● WHAT THE EXERCISE ASKS
List every line of the records below that contains the string "marker". Uppercase and lowercase letters count as different.

(Dataset excerpt)
___

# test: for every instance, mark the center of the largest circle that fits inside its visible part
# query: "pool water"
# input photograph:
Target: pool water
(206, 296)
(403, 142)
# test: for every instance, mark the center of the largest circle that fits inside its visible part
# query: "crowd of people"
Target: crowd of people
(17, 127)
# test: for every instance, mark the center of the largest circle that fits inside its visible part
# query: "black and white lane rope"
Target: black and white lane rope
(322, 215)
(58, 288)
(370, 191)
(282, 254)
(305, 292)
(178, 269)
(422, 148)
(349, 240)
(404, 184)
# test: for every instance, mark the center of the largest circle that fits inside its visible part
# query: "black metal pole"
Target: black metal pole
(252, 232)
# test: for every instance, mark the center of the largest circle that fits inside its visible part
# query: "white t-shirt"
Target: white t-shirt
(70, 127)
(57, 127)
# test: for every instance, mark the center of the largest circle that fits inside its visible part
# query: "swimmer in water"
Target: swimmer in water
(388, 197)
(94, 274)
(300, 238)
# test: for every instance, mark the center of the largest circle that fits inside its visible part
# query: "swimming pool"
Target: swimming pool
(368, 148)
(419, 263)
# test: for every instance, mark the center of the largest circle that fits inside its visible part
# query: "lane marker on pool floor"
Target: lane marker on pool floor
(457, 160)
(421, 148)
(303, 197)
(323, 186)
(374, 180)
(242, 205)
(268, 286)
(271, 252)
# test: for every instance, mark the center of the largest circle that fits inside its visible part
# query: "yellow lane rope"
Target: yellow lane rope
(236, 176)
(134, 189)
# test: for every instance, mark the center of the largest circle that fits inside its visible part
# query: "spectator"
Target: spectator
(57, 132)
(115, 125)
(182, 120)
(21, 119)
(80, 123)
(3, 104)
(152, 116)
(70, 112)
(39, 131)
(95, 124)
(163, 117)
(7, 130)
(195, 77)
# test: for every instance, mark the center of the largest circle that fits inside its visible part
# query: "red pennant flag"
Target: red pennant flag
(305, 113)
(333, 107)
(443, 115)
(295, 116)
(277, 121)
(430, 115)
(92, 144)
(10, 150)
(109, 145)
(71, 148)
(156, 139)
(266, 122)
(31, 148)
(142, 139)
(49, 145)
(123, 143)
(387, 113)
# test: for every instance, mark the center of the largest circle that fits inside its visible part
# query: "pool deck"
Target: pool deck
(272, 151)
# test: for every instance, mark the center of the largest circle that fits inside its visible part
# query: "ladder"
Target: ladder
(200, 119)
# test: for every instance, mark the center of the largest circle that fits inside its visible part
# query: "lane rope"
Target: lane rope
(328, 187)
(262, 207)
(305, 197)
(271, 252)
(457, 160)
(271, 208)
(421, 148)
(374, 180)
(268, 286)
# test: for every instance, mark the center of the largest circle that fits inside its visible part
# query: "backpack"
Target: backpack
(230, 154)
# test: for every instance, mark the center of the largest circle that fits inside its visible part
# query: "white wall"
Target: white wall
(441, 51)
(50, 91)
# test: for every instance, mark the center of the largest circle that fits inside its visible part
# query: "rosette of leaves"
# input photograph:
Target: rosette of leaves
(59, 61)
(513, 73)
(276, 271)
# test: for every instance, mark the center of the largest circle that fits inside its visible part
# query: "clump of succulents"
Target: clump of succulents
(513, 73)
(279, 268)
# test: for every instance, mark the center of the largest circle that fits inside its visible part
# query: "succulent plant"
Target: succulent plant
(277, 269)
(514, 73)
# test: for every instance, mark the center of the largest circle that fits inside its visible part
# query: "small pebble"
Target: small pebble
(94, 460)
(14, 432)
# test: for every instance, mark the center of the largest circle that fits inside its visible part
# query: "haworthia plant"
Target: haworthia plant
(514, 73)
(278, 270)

___

● THE ANSWER
# query: "lane marker on pool floor"
Target: lane marker on pool floor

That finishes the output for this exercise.